**Extract to read**.
--- Begin ---

Large load oscillation events in the 5 to 25 Hz range (sub second oscillations) present a new challenge to grid stability. Figure 2.3 shows an example of an SSO event recorded on the grid in ERCOT caused by a Large Load. These are called Sub synchronous Oscillations (SSOs) because the load changes are faster than generator controls can make changes. The oscillations can cause stress on generator rotating equipment, especially if it reaches a resonant mode, and shorten equipment life significantly. [3] [4] [5] These type of oscillations also create power quality issues for other neighboring customers on the grid. Inverter based resources (IBR’s) with ultrafast response may be the only solution to resolve SSO issues, but still require tuning with the system. [6]

With these challenges in mind, integrating and managing large loads remains a complex challenge for grid operators. In response, new policies are being implemented that require large electricity consumers to communicate and coordinate their significant load changes with their respective utility providers. During a load interconnection study, the grid operator may determine that the new load requires faster stability control than the existing grid infrastructure can provide, and the grid operator will mandate the load to install additional equipment in its substation designed to mitigate its transient events. While this collaborative approach is undeniably logical for maintaining grid reliability, it inherently shifts some degree of operational autonomy for large load management to the utility.

--- End ---

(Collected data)
--- Begin ---

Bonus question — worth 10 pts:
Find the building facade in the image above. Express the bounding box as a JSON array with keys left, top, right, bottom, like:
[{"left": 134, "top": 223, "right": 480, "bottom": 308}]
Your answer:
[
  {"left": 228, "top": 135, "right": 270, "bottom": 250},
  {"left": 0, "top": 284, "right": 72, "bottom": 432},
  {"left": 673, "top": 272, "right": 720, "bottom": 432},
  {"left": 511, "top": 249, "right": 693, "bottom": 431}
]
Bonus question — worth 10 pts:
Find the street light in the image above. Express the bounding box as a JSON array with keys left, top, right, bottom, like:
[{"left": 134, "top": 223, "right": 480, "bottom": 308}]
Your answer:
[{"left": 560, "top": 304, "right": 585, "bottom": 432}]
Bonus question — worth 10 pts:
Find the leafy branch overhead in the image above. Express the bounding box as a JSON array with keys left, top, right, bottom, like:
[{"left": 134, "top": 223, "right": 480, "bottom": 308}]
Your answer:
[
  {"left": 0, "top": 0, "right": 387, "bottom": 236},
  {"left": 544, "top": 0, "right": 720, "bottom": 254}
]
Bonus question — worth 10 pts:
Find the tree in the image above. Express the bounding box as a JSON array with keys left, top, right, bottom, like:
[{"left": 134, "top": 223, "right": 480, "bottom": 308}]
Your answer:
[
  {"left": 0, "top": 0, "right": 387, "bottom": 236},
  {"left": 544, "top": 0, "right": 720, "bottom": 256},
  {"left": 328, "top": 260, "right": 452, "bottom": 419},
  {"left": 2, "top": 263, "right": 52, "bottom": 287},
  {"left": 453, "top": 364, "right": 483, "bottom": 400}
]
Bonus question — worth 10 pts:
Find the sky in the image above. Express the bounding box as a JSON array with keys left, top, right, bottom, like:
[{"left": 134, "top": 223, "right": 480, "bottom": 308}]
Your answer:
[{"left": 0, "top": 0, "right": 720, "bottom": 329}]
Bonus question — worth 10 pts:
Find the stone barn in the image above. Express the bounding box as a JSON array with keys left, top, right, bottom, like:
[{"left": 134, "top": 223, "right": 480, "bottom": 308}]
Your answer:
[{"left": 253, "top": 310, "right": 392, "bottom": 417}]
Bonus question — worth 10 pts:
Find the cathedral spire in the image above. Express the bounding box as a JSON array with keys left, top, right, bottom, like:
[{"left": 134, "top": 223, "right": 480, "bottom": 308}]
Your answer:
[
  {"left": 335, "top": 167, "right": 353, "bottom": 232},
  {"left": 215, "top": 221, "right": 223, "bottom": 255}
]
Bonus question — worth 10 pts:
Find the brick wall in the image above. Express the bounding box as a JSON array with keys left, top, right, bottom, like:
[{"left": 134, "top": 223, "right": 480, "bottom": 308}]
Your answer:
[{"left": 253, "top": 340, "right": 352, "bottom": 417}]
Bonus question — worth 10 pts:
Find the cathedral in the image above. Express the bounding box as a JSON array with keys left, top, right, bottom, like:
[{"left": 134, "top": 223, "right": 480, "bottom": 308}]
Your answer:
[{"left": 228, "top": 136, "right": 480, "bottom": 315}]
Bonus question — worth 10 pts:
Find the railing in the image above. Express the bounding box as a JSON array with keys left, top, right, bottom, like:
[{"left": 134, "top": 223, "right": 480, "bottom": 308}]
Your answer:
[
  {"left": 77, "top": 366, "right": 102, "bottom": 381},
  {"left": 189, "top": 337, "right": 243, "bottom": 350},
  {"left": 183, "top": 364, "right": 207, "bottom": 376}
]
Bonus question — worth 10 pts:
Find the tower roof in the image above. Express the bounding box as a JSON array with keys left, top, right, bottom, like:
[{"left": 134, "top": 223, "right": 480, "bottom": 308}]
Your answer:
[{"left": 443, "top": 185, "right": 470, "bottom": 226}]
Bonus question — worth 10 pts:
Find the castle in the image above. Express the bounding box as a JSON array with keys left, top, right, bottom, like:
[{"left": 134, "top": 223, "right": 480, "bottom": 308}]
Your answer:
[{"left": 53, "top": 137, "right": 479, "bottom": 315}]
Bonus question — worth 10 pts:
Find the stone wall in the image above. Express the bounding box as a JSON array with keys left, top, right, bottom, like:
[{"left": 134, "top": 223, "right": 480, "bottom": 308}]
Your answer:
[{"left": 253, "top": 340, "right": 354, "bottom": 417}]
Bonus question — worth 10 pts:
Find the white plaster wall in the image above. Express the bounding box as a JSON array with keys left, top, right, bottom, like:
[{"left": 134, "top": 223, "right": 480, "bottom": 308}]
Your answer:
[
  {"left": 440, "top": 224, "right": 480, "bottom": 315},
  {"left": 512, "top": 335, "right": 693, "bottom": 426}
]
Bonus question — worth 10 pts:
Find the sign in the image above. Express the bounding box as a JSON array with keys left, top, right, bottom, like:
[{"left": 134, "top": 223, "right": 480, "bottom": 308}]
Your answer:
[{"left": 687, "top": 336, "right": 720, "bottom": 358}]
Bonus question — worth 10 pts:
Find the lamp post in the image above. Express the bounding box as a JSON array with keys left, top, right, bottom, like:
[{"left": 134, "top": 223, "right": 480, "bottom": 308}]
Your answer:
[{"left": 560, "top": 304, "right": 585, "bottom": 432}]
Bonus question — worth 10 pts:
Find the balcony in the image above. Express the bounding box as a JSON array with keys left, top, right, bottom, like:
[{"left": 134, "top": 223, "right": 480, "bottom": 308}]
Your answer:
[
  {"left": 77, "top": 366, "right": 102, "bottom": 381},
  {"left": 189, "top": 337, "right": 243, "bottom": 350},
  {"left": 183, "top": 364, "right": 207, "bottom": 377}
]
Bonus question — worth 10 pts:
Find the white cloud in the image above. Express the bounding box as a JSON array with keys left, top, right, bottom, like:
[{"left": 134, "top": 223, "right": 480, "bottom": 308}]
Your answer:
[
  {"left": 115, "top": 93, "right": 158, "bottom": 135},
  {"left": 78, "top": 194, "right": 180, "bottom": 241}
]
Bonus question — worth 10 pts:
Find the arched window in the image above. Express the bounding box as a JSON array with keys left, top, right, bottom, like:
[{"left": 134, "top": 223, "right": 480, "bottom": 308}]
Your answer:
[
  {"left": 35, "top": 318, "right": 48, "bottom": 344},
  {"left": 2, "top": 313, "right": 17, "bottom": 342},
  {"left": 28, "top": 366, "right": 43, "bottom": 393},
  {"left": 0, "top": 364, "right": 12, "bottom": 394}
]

--- End ---

**What is asked**.
[A] Answer these questions from the passage on large load oscillations:
(i) In what frequency range do the large load oscillation events occur?
(ii) Why are these oscillations called Sub synchronous Oscillations?
(iii) During a load interconnection study, what may the grid operator mandate the load to install?
[B] Edit the passage on large load oscillations by rewriting everything from "With these challenges" down to "to the utility.", with "substation" changed to "facility".

**Answers for the tasks**.
[A]
(i) The 5 to 25 Hz range.
(ii) Because the load changes are faster than generator controls can make changes.
(iii) Additional equipment in its substation designed to mitigate its transient events.

[B]
With these challenges in mind, integrating and managing large loads remains a complex challenge for grid operators. In response, new policies are being implemented that require large electricity consumers to communicate and coordinate their significant load changes with their respective utility providers. During a load interconnection study, the grid operator may determine that the new load requires faster stability control than the existing grid infrastructure can provide, and the grid operator will mandate the load to install additional equipment in its facility designed to mitigate its transient events. While this collaborative approach is undeniably logical for maintaining grid reliability, it inherently shifts some degree of operational autonomy for large load management to the utility.